Growing up in Bridgewater, Massachusetts, the notion that he’d be a jazz musician someday wasn’t even on his horizon.
“I grew up pretty working class, very sort of rural, country.”
His parents’ musical taste, and thus his earliest influences, were pretty far away from jazz.
“As a kid, my mother used to listen to the easy listening stations a lot. We drove around in her enormous Chevy and she would listen to that stuff—and I actually really liked some of it. It was standards and relatively hip arrangements. What I remember as a teenager is that she really liked Engelbert Humperdinck, Ray Price, and middle of the road kind of stuff. In the basement, they did have some hip records that caught my ear—they had a Perez Prado record. We had a Chubby Checkers record. But we had no jazz in the house, no classical music in the house.
“My first instrument was a Baldwin ’70s mall organ piece of junk, awful sounding. It had a little rhythm box on it, an octave and a half of pedals.
“I was at a friend’s house when we were about eight or nine, my buddies were all outside playing baseball, but he had one of these little electric organ things with a little book that showed you where to put your fingers to make chords and stuff. By the time they came in from playing baseball, I’d gone through the book and taught myself the basics. His mom called my mom and they bought me an organ.
“I never really liked rock because it doesn’t have that sheen. That was kind of my first inkling that I had an ear for lusher harmonics.”
After buying him the organ, Opferkuch’s parents also signed him up for some lessons.
“The teacher had some borderline hip stuff, like Mancini.”
He said he learned the foundations of harmony and chords “and basic pop stuff.”
Within a few years, Opferkuch had made his first public performance.

***

CHALLENGE A: Echo the listing below line for line, with no changes.

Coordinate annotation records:

***

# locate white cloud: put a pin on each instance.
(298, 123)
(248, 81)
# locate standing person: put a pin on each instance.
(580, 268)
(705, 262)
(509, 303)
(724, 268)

***

CHALLENGE B: Duplicate the full passage above about Opferkuch's early musical upbringing, word for word.

REPLY A:
# locate white cloud: put a pin on each instance.
(298, 123)
(248, 81)
# locate standing person: put a pin on each instance.
(580, 268)
(705, 262)
(509, 303)
(724, 268)

REPLY B:
Growing up in Bridgewater, Massachusetts, the notion that he’d be a jazz musician someday wasn’t even on his horizon.
“I grew up pretty working class, very sort of rural, country.”
His parents’ musical taste, and thus his earliest influences, were pretty far away from jazz.
“As a kid, my mother used to listen to the easy listening stations a lot. We drove around in her enormous Chevy and she would listen to that stuff—and I actually really liked some of it. It was standards and relatively hip arrangements. What I remember as a teenager is that she really liked Engelbert Humperdinck, Ray Price, and middle of the road kind of stuff. In the basement, they did have some hip records that caught my ear—they had a Perez Prado record. We had a Chubby Checkers record. But we had no jazz in the house, no classical music in the house.
“My first instrument was a Baldwin ’70s mall organ piece of junk, awful sounding. It had a little rhythm box on it, an octave and a half of pedals.
“I was at a friend’s house when we were about eight or nine, my buddies were all outside playing baseball, but he had one of these little electric organ things with a little book that showed you where to put your fingers to make chords and stuff. By the time they came in from playing baseball, I’d gone through the book and taught myself the basics. His mom called my mom and they bought me an organ.
“I never really liked rock because it doesn’t have that sheen. That was kind of my first inkling that I had an ear for lusher harmonics.”
After buying him the organ, Opferkuch’s parents also signed him up for some lessons.
“The teacher had some borderline hip stuff, like Mancini.”
He said he learned the foundations of harmony and chords “and basic pop stuff.”
Within a few years, Opferkuch had made his first public performance.